Exercise task 1: Could you repeat the lines in the records exactly, starting with the line that contains "Outline every instance of the ornate" and running through the end of the records, both ends included?

Bending our minds around a tough problem rather than speed searching for an answer, or breaking our backs to achieve something physical rather than ordering it ready-made, would give us a reason to go to bed tired from life, rather than tired of it.

Bending our minds around a tough problem rather than speed searching for an answer, or breaking our backs to achieve something physical rather than ordering it ready-made, would give us a reason to go to bed tired from life, rather than tired of it.

Just search for it, and you're there. It's all faster than I care to understand, and positively effortless.

And all this "easy knowing" and fast food-everything seems to have a real effect: People who were born in the eighties seem just a tad more world weary than us Gen-Xers; and we seem jaded next to the Boomers.

What-ever... Do you have a point here?

Fact is, I do have a point:

It's a shame.

Not in the Jerry Seinfeld sense, but really, truly: It's a shame.

A shame that there are so few things which make kids today say: "WOW!"

Data listing
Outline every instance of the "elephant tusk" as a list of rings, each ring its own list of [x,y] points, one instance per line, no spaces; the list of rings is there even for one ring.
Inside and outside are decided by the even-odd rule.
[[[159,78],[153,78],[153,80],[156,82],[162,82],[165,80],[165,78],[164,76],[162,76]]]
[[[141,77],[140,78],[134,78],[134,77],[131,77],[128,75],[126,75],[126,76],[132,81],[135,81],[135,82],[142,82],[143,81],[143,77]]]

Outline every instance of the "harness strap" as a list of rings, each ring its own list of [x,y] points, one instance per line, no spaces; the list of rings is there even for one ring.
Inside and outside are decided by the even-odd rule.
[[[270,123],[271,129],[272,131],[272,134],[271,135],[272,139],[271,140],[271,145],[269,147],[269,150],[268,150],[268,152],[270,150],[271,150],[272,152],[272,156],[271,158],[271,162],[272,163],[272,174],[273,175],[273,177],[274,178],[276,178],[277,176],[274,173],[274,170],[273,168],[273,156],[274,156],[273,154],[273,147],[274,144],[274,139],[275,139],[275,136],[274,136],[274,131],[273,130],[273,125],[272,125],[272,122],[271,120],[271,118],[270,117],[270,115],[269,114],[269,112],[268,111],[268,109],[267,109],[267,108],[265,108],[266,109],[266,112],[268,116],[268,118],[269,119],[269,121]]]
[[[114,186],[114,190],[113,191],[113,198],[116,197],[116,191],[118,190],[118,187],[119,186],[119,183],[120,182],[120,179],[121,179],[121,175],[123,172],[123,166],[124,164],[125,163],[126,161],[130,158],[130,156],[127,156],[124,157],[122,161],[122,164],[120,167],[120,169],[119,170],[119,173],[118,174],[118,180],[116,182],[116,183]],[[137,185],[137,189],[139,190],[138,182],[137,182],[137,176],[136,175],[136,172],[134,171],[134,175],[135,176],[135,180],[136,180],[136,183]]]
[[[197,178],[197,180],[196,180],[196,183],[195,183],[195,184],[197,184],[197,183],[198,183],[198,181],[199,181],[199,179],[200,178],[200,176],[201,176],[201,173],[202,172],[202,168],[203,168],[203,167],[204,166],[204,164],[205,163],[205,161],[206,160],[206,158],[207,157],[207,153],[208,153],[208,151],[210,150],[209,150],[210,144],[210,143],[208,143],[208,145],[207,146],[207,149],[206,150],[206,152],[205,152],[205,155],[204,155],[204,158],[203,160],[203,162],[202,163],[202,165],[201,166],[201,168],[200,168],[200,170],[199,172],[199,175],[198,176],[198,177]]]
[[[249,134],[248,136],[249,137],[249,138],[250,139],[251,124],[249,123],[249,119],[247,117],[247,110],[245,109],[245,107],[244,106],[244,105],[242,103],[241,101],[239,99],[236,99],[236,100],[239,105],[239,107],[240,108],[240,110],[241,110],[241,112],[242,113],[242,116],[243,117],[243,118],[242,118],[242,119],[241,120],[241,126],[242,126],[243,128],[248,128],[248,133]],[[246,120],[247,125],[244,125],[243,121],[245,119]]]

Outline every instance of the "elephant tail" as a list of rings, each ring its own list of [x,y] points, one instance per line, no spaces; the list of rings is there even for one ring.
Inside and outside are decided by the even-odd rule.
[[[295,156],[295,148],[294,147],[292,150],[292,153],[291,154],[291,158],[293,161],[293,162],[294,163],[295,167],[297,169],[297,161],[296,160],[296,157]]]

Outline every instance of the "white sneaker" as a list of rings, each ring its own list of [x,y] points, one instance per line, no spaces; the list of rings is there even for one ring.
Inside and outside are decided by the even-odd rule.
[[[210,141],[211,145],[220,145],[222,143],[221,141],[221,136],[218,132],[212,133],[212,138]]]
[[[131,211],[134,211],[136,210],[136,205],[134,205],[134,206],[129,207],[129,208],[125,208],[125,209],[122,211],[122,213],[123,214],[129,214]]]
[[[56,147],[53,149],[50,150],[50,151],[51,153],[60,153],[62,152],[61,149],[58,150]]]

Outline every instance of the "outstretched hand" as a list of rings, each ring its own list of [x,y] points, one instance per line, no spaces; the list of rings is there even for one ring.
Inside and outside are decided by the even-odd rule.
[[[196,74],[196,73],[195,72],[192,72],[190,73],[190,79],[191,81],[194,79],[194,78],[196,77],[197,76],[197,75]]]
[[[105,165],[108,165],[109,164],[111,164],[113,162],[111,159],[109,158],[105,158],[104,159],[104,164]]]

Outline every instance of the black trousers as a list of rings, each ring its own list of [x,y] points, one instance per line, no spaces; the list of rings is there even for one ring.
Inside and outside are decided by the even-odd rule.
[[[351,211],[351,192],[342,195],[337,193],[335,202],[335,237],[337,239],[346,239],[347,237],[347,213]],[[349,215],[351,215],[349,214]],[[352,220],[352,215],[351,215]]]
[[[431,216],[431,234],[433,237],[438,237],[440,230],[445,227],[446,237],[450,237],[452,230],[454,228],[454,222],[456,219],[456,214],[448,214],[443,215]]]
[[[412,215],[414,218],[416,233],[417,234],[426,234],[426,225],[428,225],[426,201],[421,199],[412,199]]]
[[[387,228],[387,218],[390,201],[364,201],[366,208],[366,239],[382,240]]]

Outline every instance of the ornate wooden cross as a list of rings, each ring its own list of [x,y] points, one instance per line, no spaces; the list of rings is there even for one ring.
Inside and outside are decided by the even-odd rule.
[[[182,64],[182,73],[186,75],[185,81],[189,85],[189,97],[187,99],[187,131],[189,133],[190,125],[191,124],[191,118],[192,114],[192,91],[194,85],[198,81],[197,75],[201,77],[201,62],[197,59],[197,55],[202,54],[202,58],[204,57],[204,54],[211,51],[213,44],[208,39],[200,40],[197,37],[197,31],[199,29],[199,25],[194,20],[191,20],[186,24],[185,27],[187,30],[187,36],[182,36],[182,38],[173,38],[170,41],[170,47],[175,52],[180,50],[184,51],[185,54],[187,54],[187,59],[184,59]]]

Exercise task 2: Can you return the part of the passage on effortless modern life that opens with the words "Just search for" and closes with "a point here?", copied word for word?

Full response 1:
Outline every instance of the ornate wooden cross as a list of rings, each ring its own list of [x,y] points, one instance per line, no spaces; the list of rings is there even for one ring.
Inside and outside are decided by the even-odd rule.
[[[182,64],[182,73],[186,75],[185,81],[189,85],[189,97],[187,99],[187,131],[189,133],[190,125],[191,124],[191,118],[192,114],[192,91],[194,85],[198,81],[197,75],[201,77],[201,62],[197,59],[197,55],[202,54],[202,58],[204,57],[204,54],[211,51],[213,44],[208,39],[200,40],[197,37],[197,31],[199,29],[199,25],[194,20],[191,20],[186,24],[185,27],[187,30],[187,36],[182,36],[182,38],[173,38],[170,41],[170,47],[175,52],[180,50],[184,51],[185,54],[187,54],[187,59],[184,59]]]

Full response 2:
Just search for it, and you're there. It's all faster than I care to understand, and positively effortless.

And all this "easy knowing" and fast food-everything seems to have a real effect: People who were born in the eighties seem just a tad more world weary than us Gen-Xers; and we seem jaded next to the Boomers.

What-ever... Do you have a point here?